Working Remotely? Tucson May Have A Space For You
Tucson has long marketed its more than 300 days of sunshine to lure in college students and snowbirds. Now a nonprofit with funding from the city has started a program to lure working professionals.
"You’ve seen all these stories of people now that have worked from home or they’ve been working from home. Big cities are not necessarily as attractive as they used to," said Liz Pocock, CEO of Startup Tucson, the nonprofit that runs Remote Tucson.
"People are looking for different quality of life. They’re looking to connect with their communities in different ways," she said.
It’s offering people who relocate about 7,500 in incentives, including moving money, a year of Internet, a workspace, and an ambassador to help them settle in.
The program is starting off with a pilot to relocate 10 people. They must have a job that exists elsewhere and they have to be willing to make Tucson home for at least a year. It is modeled after one in Tulsa, Oklahoma.
Zach Yentzer is executive director of Tucson Young Professionals, one of the organizations that is funding the program and is one of the ambassadors who will work with people who relocate..
"We make sure they have all their questions answered. That they’re connected into the basics of where do I live, where do I shop, where do I eat, where do I play," he said.
Of course, there’s the inevitable future and what that means for remote work. Some health care experts predict a vaccine by next spring, suggesting a return to some kind of normal.
"You know I hear a mix of forecasts. I hear the office is dead, it’s a brand new world. I don’t buy it. I think it’s going to be half and half," he said.
Some companies, he predicts, will want a return to the connectivity of a shared office. But not all.

+--

**What you have to do:** Copy the Remote Tucson article word for word from "Zach Yentzer is" to "kind of normal.". The material isn't needed for this work.

**Supplied records:**
+--

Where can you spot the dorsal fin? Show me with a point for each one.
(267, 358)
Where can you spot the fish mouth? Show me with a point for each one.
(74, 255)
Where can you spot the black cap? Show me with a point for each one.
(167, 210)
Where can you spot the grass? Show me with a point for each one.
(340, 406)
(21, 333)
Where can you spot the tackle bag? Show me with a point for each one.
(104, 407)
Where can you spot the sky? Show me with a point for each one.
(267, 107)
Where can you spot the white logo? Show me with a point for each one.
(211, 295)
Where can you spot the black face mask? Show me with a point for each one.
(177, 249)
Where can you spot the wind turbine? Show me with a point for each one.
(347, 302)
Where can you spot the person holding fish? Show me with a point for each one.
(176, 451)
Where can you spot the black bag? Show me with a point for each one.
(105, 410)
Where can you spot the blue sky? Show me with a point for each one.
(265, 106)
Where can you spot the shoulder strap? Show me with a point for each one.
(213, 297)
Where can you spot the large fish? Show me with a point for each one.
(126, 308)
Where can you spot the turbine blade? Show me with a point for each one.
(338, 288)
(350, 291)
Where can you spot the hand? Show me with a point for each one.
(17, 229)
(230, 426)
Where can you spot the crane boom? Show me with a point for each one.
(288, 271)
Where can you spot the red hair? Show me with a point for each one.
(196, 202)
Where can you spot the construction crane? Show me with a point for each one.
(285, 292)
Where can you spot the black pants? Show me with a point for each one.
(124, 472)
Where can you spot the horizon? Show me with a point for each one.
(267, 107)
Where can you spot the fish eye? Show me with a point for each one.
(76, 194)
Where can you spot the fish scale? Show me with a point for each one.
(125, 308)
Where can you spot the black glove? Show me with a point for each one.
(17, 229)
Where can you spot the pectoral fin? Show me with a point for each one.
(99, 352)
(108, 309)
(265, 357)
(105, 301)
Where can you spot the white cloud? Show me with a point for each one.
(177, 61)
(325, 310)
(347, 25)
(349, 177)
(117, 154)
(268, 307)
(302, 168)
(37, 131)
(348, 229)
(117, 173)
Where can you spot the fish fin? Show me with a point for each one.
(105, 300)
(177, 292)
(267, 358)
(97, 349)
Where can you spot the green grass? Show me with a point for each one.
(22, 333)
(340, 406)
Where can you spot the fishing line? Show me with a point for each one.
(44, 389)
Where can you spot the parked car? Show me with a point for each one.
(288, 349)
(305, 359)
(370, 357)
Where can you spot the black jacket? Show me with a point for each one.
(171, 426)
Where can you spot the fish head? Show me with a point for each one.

+--

**Answer space:**
Zach Yentzer is executive director of Tucson Young Professionals, one of the organizations that is funding the program and is one of the ambassadors who will work with people who relocate..
"We make sure they have all their questions answered. That they’re connected into the basics of where do I live, where do I shop, where do I eat, where do I play," he said.
Of course, there’s the inevitable future and what that means for remote work. Some health care experts predict a vaccine by next spring, suggesting a return to some kind of normal.